(正文):

给定一个整数 n,生成所有由 1 ... n 为节点所组成的二叉搜索树。

示例:

输入: 3 输出: [   [1,null,3,2],   [3,2,null,1],   [3,1,null,null,2],   [2,1,3],   [1,null,2,null,3] ]

code

树和数组不一样,关键在树如何push到vector里。

/**
 * Definition for a binary tree node.
 * struct TreeNode {
 *     int val;
 *     TreeNode *left;
 *     TreeNode *right;
 *     TreeNode(int x) : val(x), left(NULL), right(NULL) {}
 * };
 */
class Solution {
public:
    vector<TreeNode*> generateTrees(int n) {
        if(n == 0) return vector<TreeNode*> {};
        return generateTrees(1, n);
    }
    vector<TreeNode*> generateTrees(int s, int e){
        vector<TreeNode*> ret;
        if(s > e) ret.push_back(NULL);

        for(int i=s; i<=e; i++){
            vector<TreeNode*> left = generateTrees(s, i-1);
            vector<TreeNode*> right = generateTrees(i+1, e);
            for(auto l : left){
                for(auto r : right){
                    TreeNode* root = new TreeNode(i);
                    root->left = l;
                    root->right = r;
                    ret.push_back(root);
                }
            }
        }
        return ret;
    }
};
/**
 * Definition for a binary tree node.

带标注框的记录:

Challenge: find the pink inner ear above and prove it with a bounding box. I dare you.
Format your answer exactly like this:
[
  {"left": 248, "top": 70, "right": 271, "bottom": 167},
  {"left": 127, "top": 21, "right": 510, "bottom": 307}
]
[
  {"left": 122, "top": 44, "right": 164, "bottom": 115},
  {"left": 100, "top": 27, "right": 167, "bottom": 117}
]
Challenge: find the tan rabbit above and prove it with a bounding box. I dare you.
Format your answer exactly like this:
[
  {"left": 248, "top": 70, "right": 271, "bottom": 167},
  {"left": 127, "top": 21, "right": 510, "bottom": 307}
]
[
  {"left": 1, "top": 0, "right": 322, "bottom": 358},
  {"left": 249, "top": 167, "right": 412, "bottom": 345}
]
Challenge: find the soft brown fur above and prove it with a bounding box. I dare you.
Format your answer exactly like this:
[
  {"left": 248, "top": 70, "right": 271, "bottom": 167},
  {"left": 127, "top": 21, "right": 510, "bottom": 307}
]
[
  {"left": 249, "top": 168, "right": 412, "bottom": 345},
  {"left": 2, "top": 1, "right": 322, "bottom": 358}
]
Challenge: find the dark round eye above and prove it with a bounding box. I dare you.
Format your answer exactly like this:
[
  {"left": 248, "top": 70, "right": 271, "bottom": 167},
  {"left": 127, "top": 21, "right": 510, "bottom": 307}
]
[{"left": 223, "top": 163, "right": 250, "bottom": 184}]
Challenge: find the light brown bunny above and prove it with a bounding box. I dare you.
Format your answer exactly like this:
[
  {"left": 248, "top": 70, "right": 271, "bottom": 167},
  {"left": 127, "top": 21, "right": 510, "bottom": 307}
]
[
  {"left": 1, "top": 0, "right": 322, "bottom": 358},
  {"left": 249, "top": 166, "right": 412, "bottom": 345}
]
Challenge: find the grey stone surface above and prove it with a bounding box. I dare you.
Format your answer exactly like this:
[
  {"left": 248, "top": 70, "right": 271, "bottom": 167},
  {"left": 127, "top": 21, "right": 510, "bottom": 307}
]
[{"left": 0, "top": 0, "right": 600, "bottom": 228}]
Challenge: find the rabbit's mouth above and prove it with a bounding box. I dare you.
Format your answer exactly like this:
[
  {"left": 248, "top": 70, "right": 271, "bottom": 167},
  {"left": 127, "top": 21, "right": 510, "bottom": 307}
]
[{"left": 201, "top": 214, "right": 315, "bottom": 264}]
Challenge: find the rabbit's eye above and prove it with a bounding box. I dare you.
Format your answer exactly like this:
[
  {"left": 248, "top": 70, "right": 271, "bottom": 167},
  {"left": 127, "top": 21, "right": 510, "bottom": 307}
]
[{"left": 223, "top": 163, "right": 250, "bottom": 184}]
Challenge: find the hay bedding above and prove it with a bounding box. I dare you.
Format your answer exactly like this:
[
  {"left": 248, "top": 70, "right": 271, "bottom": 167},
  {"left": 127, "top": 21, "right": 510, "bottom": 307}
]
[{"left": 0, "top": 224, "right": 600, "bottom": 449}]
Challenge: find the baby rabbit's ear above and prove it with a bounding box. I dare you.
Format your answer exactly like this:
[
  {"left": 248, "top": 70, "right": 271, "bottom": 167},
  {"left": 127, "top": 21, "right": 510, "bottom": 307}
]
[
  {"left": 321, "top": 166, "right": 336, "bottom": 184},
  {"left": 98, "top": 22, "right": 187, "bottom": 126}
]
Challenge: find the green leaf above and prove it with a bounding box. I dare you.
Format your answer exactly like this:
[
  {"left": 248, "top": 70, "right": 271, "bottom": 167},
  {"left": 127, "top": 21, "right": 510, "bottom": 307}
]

(任务要求):
[1] 能否用两句话概括这篇二叉搜索树题解?
[2] 根据二叉搜索树题解回答：
(a) 示例中输入为 3 时，输出列出了几棵树?
(b) n 等于 0 时,generateTrees 返回什么?
(c) s 大于 e 时，代码向 ret 中放入什么?
[3] 请接着二叉搜索树题解的末尾，写出其后续内容。

(参考答案):
[1] 这篇二叉搜索树题解要求给定整数 n,生成由 1 到 n 为节点组成的所有二叉搜索树，并以输入 3 为例列出了输出结果。其代码把区间内的每个数 i 依次作为根，递归生成左右子树的全部可能，再两两组合成新树并 push 到 vector 里。

[2]
(a) 五棵。
(b) 一个空的 vector<TreeNode*>。
(c) NULL。

[3]
 * struct TreeNode {
 *     int val;
 *     TreeNode *left;
 *     TreeNode *right;
 *     TreeNode(int x) : val(x), left(NULL), right(NULL) {}
 * };
 */
class Solution {
public:
/*  递归版本的拷贝树实现
    TreeNode *copyTree(TreeNode *root, int delta = 0) {
        auto nroot = new TreeNode(root->val + delta);
        if (root->left)
            nroot->left = copyTree(root->left, delta);
        if (root->right)
            nroot->right = copyTree(root->right, delta);
        return nroot;
    }
*/
    // 非递归版本的拷贝树实现
    TreeNode *copyTree(TreeNode *root, int delta = 0) {
        auto nroot = new TreeNode(root->val + delta);
        queue<TreeNode*> qt;
        queue<TreeNode*> qo;
        qo.push(root);
        qt.push(nroot);
        while (!qt.empty()) {
            auto o_root = qo.front();
            qo.pop();
            auto t_root = qt.front();
            qt.pop();
            if (o_root->left) {
                t_root->left = new TreeNode(o_root->left->val + delta);
                qo.push(o_root->left);
                qt.push(t_root->left);
            }
            if (o_root->right) {
                t_root->right = new TreeNode(o_root->right->val + delta);
                qo.push(o_root->right);
                qt.push(t_root->right);
            }
        }
        return nroot;
    }

    vector<TreeNode*> generateTrees(int n) {
        // 使用static变量,节省用例不同用例执行时的重复求解开销
        static vector<vector<TreeNode*>> dp(1, vector<TreeNode*>(1, NULL));
        int c_size = n + 1; 
        int o_size = dp.size();
        if (c_size > dp.size())
            dp.resize(c_size);

        for (int i = o_size; i <= n; i++) { // 升序求解
            for (int j = 1; j <= i; j++) { // 遍历以不同的数的为根
                const auto &left = dp[j - 1];
                const auto &right = dp[i - j];
                auto &cc = dp[i];
                for (const auto left_ptr : left) // 遍历所有可能的左子树
                    for (const auto right_ptr : right) { // 遍历所有可能的右子树
                        auto root = new TreeNode(j);
                        if (j > 1)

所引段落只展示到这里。